» Goal of the exercise
Beginning at the top of the data below, write out every line exactly until you reach the line with "request | locate each instance of the village", and include that line.

Data extracted from a collection

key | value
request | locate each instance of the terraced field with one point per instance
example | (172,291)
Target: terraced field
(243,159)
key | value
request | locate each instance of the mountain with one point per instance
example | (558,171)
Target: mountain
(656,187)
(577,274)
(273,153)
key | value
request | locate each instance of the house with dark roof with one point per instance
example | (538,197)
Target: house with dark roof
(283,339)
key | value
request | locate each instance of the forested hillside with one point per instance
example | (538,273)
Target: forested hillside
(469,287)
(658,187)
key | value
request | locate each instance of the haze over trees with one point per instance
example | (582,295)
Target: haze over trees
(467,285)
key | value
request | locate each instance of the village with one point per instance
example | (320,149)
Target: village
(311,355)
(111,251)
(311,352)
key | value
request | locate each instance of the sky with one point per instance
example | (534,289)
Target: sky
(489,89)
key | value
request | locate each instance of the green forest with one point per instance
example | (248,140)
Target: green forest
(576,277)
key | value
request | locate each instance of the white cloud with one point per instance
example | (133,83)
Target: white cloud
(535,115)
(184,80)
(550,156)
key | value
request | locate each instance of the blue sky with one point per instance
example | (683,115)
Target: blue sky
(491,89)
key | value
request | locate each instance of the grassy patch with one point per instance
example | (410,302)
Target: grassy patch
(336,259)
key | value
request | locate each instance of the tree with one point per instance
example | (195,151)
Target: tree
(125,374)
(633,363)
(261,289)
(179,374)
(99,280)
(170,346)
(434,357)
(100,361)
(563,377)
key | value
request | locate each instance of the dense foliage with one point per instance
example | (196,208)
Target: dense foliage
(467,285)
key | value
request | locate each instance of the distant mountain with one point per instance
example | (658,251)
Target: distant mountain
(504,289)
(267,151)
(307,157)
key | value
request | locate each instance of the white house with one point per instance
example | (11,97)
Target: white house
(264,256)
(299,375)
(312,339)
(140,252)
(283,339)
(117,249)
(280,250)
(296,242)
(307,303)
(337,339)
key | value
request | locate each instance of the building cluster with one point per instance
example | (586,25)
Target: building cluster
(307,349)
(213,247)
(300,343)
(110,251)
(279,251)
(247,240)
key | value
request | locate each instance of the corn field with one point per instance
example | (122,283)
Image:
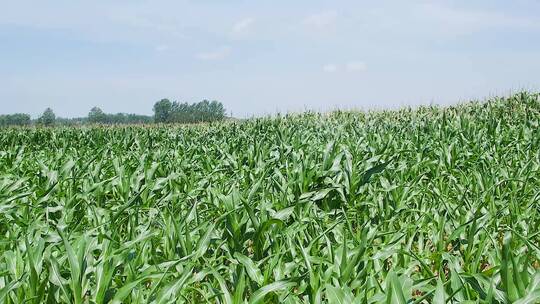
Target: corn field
(426,205)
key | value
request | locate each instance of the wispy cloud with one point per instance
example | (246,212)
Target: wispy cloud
(448,19)
(330,68)
(217,54)
(356,66)
(321,20)
(162,48)
(242,27)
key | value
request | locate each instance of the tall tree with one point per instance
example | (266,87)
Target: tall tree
(96,115)
(163,111)
(48,117)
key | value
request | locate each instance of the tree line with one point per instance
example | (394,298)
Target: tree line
(165,111)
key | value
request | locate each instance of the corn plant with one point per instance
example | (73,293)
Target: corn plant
(426,205)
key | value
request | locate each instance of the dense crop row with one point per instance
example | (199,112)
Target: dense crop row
(426,205)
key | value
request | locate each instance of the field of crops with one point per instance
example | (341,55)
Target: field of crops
(430,205)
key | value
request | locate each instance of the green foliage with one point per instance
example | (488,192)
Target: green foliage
(97,116)
(17,119)
(433,205)
(48,118)
(204,111)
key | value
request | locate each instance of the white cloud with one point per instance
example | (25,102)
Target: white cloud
(217,54)
(162,48)
(330,68)
(453,20)
(242,26)
(356,66)
(321,20)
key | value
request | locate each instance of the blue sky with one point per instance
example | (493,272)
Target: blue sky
(261,57)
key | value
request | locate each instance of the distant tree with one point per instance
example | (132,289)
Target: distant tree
(18,119)
(163,111)
(96,115)
(48,117)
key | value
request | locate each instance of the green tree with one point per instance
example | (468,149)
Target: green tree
(18,119)
(96,115)
(48,117)
(163,111)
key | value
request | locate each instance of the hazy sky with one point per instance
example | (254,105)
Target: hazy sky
(260,57)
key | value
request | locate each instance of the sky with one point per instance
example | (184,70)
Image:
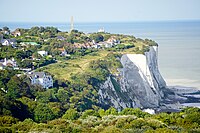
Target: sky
(98,10)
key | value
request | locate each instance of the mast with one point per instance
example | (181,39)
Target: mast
(72,24)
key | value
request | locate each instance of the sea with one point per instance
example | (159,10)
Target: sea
(179,44)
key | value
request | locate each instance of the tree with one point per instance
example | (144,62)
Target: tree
(97,37)
(6,28)
(43,113)
(71,114)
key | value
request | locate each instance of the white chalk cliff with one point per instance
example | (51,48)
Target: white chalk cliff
(139,83)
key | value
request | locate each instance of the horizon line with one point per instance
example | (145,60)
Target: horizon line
(171,20)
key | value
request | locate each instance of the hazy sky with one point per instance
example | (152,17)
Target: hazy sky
(98,10)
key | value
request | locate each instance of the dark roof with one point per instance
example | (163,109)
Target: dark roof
(9,40)
(38,74)
(60,38)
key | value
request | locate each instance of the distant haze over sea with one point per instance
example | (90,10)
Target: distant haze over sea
(179,44)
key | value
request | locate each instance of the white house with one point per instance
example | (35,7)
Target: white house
(7,42)
(11,63)
(16,33)
(41,78)
(101,30)
(43,53)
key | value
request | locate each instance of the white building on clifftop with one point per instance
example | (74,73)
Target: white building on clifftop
(41,78)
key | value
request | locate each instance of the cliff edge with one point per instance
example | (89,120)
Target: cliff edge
(138,84)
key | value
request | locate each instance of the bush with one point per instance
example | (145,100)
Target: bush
(71,114)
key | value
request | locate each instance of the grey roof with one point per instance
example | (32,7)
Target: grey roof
(9,40)
(60,37)
(38,74)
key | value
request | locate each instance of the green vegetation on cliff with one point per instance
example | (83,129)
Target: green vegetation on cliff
(72,105)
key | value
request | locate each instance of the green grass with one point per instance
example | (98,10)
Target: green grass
(64,69)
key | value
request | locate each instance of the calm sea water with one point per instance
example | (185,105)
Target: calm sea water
(179,44)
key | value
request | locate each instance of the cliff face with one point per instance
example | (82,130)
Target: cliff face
(139,83)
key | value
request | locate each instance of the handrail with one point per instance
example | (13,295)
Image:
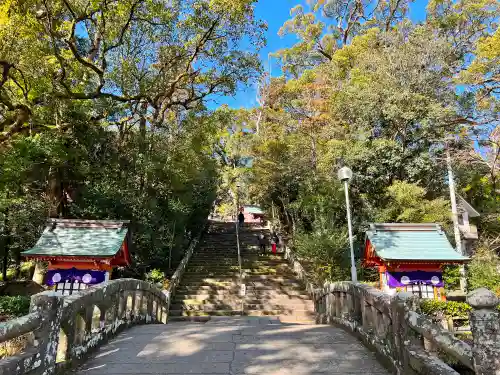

» Answer to this task
key | value
request | locate each instance of the terraced field with one point per instance
example | (172,291)
Target: terraced field
(243,159)
key | value
request | locate each instance of the mountain with one point per instance
example | (558,171)
Target: mountain
(656,187)
(577,274)
(273,153)
key | value
request | locate each instance of the house with dark roof with one point per instance
example | (538,197)
Target: house with dark roof
(283,339)
key | value
request | locate each instance of the forested hillside with one point per instance
example | (538,273)
Target: forested hillside
(469,287)
(658,187)
key | value
request | locate each instance of the haze over trees with one point per instance
example | (582,295)
Target: haze over trees
(467,285)
key | value
request | locate each instance of the village with one point per instance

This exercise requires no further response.